__Supplied entries__

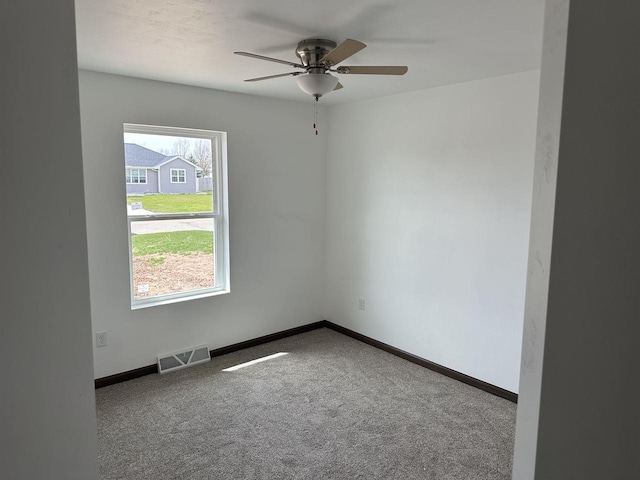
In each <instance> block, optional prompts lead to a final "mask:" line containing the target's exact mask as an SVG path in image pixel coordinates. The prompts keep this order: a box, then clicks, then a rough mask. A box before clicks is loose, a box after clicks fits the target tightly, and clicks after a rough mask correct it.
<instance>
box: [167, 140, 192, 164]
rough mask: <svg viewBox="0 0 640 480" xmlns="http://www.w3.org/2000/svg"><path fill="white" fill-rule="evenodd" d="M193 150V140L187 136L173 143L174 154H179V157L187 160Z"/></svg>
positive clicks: (172, 151) (174, 154)
mask: <svg viewBox="0 0 640 480" xmlns="http://www.w3.org/2000/svg"><path fill="white" fill-rule="evenodd" d="M190 151H191V142H189V140H187V139H186V138H178V139H177V140H176V141H175V142H174V143H173V151H172V152H171V154H172V155H178V156H179V157H182V158H184V159H185V160H186V159H187V158H188V157H189V152H190Z"/></svg>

__Problem to solve__
Copy every line of the records above word for word, leaving out the pictures.

__Task result__
In each <instance> block, optional prompts lead to a final "mask:" line containing the target's exact mask as an SVG path in image pixel coordinates. The prompts keep this order: a box, then clicks, then a rough mask. A box before clicks is loose, a box after clicks fits the target tightly, and clicks after a rough mask correct it.
<instance>
box: [167, 140, 192, 164]
rough mask: <svg viewBox="0 0 640 480" xmlns="http://www.w3.org/2000/svg"><path fill="white" fill-rule="evenodd" d="M193 150V140L187 136L173 143L174 154H179V157L187 160Z"/></svg>
positive clicks: (172, 151) (174, 154)
mask: <svg viewBox="0 0 640 480" xmlns="http://www.w3.org/2000/svg"><path fill="white" fill-rule="evenodd" d="M190 151H191V142H189V140H187V139H186V138H178V139H177V140H176V141H175V142H174V143H173V151H172V152H171V154H172V155H178V156H179V157H182V158H184V159H185V160H186V159H187V158H188V157H189V152H190Z"/></svg>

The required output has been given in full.